_Quoted passage_.
---

CDMO Recipharm strikes again with deal for India's Kemwell

Swedish CDMO Recipharm will get its first U.S. site after pulling off another expansion deal just days after completing its last. This time the contract manufacturer is buying operations in the U.S., Sweden and India from India’s Kemwell.

Recipharm said Monday that it will spend $205 million (SEK 1.7 billion) in a two-stage deal that will expand both its drug development skills and API manufacturing. It has agreed to pay about $85 million for operations in Sweden and the U.S. that will get it Kemwell’s drug development business in Research Triangle Park, NC. That part of the deal is slated to close in Q2 2016, it said.

It also is spending about $120 million to get operations in India that include FDA-approved API manufacturing. That piece is contingent on approval from the Indian government but is expected to close by year-end, Recipharm said in an announcement today.

“These transactions represent a significant step in both the consolidation of the CDMO industry and the transformation of Recipharm into a global leader,” Recipharm CEO Thomas Eldered said in a statement. “We now have a U.S. footprint which we can use to further penetrate the world’s largest pharmaceutical market.”

It is a small footprint in the U.S, an operation with 50 employees that develops inhalation products, as well as liquid, semi-solid, solid and parenteral products. The North Carolina site also is adding a GMP suite that will provide manufacturing of clinical trial material.

The Swedish business is located in Uppsala and has two production units that manufacture a limited number of products based on the same API and are supplied essentially to one large customer, the company said. There is also a small general pharmaceutical manufacturing unit.

Those operations employ about 210 people, but Recipharm noted in its announcement that the Swedish businesses offer “opportunities for substantial cost savings and operational synergies.” Without specifying whether there would be job cuts tied to these, it calculated that it could save about $3 million a year by the end of 2017. It said, “These cost savings and synergies will be driven by asset rationalization and savings in general within administration activities.”

It said the 2015 sales for the U.S. and Swedish business operations amounted to about $57 million.

In India, Recipharm gets both development and manufacturing operations that employ 1,400 people. Those include a solid-dose manufacturing plant that came online in 2008 that is approved by the FDA, the EU and other regulators. There also is an oral liquids production plant that opened in 2011 that makes products targeted primarily to the Indian market, it said. The Indian operations it is buying had 2015 sales of about $35 million. Recipharm did not buy Kemwell’s biopharma business but does have the right of first refusal if Kemwell decides to sell it.

Just last week, Recipharm closed on another substantial deal in India, buying a 74% stake in India’s Nitin Lifesciences for $102 million. With that, it picked up three manufacturing plants that specialize in small volume production of sterile injectable products.

---

_Task requirements_.
**1)** According to the article on Recipharm's Kemwell deal, how many people are employed at the Indian operations that Recipharm is acquiring?
**2)** Reproduce the article on Recipharm's Kemwell deal from "Just last week, Recipharm" to "sterile injectable products.".

_Descriptions of regions in natural language_.

---

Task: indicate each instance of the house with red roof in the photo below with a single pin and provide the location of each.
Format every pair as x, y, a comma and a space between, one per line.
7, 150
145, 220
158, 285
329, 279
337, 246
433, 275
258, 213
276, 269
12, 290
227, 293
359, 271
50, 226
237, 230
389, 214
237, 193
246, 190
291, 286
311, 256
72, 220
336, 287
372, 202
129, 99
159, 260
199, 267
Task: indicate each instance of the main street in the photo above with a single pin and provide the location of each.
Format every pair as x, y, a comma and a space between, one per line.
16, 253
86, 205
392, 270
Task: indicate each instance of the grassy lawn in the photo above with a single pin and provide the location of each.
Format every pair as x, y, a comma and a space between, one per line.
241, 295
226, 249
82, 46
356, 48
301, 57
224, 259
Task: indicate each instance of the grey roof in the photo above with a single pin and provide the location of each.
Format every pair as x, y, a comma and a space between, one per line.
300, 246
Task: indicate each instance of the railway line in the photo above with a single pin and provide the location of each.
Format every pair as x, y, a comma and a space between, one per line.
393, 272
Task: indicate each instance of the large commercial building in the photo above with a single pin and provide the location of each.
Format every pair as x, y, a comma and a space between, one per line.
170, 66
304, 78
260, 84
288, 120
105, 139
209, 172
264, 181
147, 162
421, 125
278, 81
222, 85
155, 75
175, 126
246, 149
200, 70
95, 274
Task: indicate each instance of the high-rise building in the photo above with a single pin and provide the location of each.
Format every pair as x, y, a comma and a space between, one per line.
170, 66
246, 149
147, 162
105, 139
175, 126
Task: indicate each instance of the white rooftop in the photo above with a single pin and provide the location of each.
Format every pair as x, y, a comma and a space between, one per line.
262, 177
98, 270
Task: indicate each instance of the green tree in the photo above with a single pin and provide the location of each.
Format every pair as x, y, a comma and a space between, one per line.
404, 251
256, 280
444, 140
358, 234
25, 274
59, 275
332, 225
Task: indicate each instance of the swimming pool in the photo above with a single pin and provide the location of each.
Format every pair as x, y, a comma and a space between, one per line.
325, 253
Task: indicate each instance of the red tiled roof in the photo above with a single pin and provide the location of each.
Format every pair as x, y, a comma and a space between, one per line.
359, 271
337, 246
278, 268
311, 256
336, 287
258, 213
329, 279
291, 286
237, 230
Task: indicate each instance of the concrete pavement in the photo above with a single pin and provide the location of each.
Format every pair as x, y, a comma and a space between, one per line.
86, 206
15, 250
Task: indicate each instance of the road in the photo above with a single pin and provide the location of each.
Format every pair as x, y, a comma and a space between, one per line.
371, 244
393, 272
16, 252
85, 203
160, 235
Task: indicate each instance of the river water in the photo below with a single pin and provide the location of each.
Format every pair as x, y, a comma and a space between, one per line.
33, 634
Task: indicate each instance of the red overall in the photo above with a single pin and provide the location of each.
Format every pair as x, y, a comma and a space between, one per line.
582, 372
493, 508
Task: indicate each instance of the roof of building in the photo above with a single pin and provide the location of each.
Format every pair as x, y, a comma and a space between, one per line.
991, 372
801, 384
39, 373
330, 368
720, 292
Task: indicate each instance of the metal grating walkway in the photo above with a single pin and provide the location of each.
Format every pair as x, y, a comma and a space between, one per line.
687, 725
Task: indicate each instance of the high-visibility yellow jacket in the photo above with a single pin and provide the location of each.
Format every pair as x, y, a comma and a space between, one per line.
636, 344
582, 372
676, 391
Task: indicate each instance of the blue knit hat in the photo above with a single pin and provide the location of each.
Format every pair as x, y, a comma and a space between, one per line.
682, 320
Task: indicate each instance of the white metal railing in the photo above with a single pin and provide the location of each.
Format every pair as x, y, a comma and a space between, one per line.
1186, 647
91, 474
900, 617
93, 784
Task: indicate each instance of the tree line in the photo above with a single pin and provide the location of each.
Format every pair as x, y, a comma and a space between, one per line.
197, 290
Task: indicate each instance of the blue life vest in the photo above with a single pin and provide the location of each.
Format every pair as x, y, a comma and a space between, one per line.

---

_Results for each task_.
**1)** 1,400 people

**2)**
Just last week, Recipharm closed on another substantial deal in India, buying a 74% stake in India’s Nitin Lifesciences for $102 million. With that, it picked up three manufacturing plants that specialize in small volume production of sterile injectable products.